What to do
The lines to copy from the data below are those that hold the string "building".

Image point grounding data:
--- START ---

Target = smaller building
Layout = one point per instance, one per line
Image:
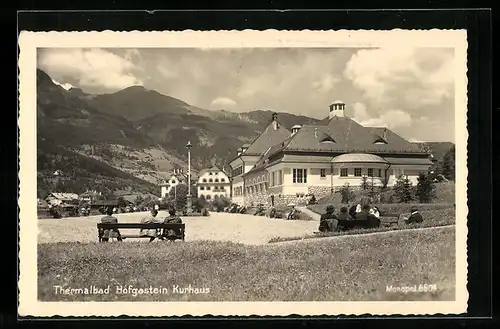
(177, 177)
(213, 183)
(56, 199)
(90, 196)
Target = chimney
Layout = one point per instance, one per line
(275, 121)
(337, 109)
(295, 129)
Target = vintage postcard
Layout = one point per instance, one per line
(243, 173)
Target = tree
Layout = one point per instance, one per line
(403, 189)
(449, 164)
(347, 193)
(138, 200)
(426, 190)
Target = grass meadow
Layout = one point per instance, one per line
(348, 268)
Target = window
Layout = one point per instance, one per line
(299, 175)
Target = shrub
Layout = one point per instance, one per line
(426, 190)
(347, 193)
(403, 189)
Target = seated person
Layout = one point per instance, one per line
(152, 233)
(110, 233)
(372, 221)
(171, 234)
(344, 214)
(328, 221)
(415, 217)
(352, 211)
(375, 211)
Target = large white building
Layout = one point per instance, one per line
(282, 166)
(177, 177)
(213, 183)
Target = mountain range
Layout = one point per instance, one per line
(132, 139)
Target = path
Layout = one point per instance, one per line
(310, 213)
(423, 229)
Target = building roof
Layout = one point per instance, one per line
(358, 158)
(213, 168)
(343, 134)
(64, 196)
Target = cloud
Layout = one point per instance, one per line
(223, 102)
(66, 86)
(410, 77)
(89, 68)
(326, 83)
(390, 119)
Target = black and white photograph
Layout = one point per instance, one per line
(218, 167)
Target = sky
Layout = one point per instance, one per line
(409, 90)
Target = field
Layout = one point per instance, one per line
(246, 229)
(347, 268)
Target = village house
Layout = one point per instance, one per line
(90, 196)
(56, 199)
(213, 183)
(177, 177)
(282, 166)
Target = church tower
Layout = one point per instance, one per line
(337, 109)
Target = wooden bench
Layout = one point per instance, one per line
(101, 227)
(390, 218)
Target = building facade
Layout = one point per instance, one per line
(177, 177)
(318, 159)
(213, 183)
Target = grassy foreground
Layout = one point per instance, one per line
(344, 269)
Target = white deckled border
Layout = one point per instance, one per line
(30, 41)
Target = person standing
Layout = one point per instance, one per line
(110, 233)
(152, 233)
(328, 221)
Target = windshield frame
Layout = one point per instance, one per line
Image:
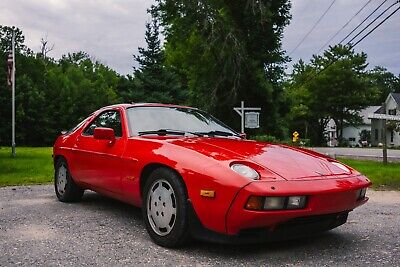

--- END ---

Result below
Target = smaller building
Target = large white building
Target = building roof
Target = building facade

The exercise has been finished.